Given task
Update the listing below, everything from the line containing "with locating sunglasses" down to the line containing "[152,239,248,368]", by replacing "street lamp" with "lamppost". Give back only those lines, with nothing else altered.

Extracted records:
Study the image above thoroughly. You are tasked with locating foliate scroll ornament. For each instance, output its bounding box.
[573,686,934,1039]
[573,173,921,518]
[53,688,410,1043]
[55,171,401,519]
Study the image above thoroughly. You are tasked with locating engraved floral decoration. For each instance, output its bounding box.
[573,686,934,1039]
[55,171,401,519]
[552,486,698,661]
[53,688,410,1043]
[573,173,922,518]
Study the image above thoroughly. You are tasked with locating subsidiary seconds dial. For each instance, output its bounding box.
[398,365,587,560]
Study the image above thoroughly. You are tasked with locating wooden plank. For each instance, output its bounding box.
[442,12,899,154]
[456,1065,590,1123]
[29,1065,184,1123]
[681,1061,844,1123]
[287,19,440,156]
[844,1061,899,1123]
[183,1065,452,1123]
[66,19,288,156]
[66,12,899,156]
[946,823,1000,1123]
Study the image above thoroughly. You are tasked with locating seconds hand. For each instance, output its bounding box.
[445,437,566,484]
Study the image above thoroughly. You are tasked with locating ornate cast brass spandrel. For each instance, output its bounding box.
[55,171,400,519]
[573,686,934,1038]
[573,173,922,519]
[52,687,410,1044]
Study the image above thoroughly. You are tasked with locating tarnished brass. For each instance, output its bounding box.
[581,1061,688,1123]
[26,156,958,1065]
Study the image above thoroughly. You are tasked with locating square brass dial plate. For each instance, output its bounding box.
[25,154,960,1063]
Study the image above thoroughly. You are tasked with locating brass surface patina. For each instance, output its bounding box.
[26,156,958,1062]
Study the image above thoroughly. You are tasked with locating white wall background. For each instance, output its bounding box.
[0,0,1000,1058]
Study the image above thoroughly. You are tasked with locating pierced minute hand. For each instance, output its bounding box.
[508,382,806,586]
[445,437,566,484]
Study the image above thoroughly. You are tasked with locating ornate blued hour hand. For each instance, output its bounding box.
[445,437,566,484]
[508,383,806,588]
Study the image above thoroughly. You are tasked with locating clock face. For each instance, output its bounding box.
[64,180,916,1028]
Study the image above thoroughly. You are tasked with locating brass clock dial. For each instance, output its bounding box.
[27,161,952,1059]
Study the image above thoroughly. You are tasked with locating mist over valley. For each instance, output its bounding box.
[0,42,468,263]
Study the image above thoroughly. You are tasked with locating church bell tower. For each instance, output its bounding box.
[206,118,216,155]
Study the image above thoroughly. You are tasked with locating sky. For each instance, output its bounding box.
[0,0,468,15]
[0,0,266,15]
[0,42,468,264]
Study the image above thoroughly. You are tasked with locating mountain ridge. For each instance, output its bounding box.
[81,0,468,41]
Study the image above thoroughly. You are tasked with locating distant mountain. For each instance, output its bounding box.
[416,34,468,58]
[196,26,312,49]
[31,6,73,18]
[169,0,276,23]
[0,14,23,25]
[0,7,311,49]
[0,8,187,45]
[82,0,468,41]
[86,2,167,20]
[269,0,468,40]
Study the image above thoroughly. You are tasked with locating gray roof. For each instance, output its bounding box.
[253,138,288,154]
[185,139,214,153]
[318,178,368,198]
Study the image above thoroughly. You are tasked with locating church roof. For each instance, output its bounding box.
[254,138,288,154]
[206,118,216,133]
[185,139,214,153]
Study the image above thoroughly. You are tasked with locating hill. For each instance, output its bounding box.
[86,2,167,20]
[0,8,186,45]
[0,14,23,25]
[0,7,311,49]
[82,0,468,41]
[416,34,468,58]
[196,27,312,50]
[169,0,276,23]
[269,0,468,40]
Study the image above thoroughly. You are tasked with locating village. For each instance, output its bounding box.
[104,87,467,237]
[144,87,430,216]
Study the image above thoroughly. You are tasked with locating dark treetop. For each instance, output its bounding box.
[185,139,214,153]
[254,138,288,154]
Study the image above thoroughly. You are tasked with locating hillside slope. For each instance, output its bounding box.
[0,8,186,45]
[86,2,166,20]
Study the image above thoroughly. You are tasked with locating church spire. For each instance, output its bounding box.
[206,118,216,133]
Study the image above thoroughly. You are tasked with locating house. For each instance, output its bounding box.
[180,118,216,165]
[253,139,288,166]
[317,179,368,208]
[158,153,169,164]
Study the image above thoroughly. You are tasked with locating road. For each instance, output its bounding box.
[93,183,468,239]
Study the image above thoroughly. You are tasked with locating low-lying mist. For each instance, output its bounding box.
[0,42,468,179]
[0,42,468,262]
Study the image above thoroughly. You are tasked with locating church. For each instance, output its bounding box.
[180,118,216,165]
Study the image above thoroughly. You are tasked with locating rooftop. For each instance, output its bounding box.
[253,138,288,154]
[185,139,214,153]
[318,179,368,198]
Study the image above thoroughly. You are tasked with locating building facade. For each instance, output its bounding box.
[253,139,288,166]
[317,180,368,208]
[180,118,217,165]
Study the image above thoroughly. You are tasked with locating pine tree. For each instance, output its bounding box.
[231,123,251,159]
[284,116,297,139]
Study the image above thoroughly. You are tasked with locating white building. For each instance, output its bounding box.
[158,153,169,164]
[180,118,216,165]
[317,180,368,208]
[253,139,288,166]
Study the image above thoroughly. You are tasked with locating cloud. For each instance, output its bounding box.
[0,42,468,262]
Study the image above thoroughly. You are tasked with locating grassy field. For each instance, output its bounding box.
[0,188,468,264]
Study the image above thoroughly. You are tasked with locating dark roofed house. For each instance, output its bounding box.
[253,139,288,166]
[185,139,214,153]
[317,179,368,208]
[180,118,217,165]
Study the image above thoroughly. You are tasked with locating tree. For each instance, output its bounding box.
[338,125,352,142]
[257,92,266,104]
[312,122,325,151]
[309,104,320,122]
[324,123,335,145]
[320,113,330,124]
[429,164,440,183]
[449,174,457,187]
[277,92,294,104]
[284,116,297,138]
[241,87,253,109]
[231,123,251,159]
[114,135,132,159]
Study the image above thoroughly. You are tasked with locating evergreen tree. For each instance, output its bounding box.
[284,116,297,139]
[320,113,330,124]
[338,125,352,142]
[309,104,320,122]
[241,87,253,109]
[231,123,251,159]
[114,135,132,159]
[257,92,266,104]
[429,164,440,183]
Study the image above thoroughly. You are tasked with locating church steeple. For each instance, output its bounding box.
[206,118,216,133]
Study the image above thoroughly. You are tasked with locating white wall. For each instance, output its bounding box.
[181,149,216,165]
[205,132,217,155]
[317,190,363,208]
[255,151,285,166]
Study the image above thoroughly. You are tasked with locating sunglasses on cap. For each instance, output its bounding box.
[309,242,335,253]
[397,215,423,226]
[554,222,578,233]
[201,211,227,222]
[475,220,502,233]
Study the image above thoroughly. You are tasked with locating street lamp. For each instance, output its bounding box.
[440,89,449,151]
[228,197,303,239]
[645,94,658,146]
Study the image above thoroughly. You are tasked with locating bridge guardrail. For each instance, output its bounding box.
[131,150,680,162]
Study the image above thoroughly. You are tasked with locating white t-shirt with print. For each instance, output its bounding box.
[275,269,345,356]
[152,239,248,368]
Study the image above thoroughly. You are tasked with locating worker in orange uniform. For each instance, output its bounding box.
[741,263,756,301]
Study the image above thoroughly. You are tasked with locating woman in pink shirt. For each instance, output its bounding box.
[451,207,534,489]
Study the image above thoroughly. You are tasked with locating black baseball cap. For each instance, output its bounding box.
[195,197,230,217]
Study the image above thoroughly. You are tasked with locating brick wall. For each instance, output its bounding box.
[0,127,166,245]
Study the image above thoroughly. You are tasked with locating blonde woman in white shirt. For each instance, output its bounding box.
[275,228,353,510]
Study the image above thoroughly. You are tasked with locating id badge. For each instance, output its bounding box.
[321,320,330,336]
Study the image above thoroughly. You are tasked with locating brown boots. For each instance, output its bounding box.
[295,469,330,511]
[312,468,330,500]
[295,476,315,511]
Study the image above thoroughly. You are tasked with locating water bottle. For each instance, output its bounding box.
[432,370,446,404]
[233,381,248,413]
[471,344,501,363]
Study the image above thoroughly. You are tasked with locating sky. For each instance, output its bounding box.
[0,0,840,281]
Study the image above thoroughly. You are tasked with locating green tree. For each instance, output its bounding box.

Exercise response
Study the image above thoroughly. You are tasked with locating sunglasses on cap. For each instance, output its bounding box.
[309,242,335,253]
[397,215,423,226]
[554,222,578,233]
[201,211,227,222]
[475,220,502,233]
Study the image above thoroughly. You are tasked with locating lamppost. For each instance, output its bounding box.
[440,89,449,151]
[228,197,303,239]
[645,94,658,146]
Study the image above thoroughly. You are tasked with locating bridge guardrail. For each instance, output its bounding box.
[131,150,680,162]
Study the image above thoroughly. You are tasked with locating white t-shirt with print. For each instance, output its bounding box.
[275,269,345,356]
[152,239,248,368]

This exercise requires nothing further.